## [EXCERPTED TEXT]

>>>>>

All about countries
One thing that’s struck me since coming to live in Germany is the number of films being made, both fictional and non-fictional, about the time of the country’s reunification.
It’s clear that this Great Event still captures people’s imagination in Germany, and it’s probably fair to say that any country’s people will tend to define themselves in the context of their own historical highlights. From what I can see, Germany is still actively searching for self-definition. I imagine that films will keep being made, and the story retold in different ways, until the country is content enough with its identity to forget it, and move on to another set of worries.
Being Irish, but not much of an Irish historian, I wonder what Ireland’s last Great Event was. It could have been the Troubles. But people generally don’t seem to talk about that, even though the Good Friday Agreement happened more recently than the fall of the Berlin Wall.

<<<<<

## [GIVEN INFORMATION]
>>>>>

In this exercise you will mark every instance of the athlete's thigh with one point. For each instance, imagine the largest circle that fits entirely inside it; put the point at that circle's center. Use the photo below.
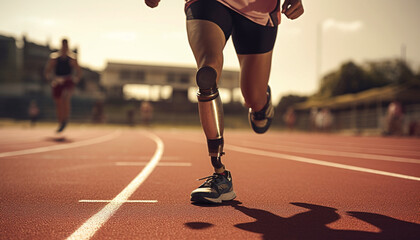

<<<<<

## [PROBLEMS TO SOLVE]
**a.** Answer these questions from the "All about countries" text, one per line:
(i) What topic do the films the writer has noticed in Germany deal with?
(ii) What nationality does the writer give?
(iii) According to the text, which happened more recently: the Good Friday Agreement or the fall of the Berlin Wall?
**b.** Write the next part of the text on Germany, Ireland and their great historical events, starting after its final sentence.

## [RESPONSES]
**a.**
(i) The time of Germany's reunification.
(ii) Irish.
(iii) The Good Friday Agreement.

**b.**
It could have been the revolution and independence from Britain in the early 20th century, which is further into the past, but arguably a more significant event. Either way, I have a feeling it’s also not quite inside the public consciousness.
So how do we Irish define ourselves? What does the country want, and what does it stand for? I’m not sure, and I don’t think I would have known that even when I lived there. Thinking back, my impression is that we were content to live in the shadow of other, bigger countries, with the pervading assumption that they were all somehow better than us.

What’s changed since I left Ireland two years ago is that we’re now in the middle of another “Great” Event: the recession. Although it’s been sucking the life out of the country, we could be approaching a turning point where people are ready to redefine, or at least reaffirm, what it is to be Irish.
So I wonder, what will happen next?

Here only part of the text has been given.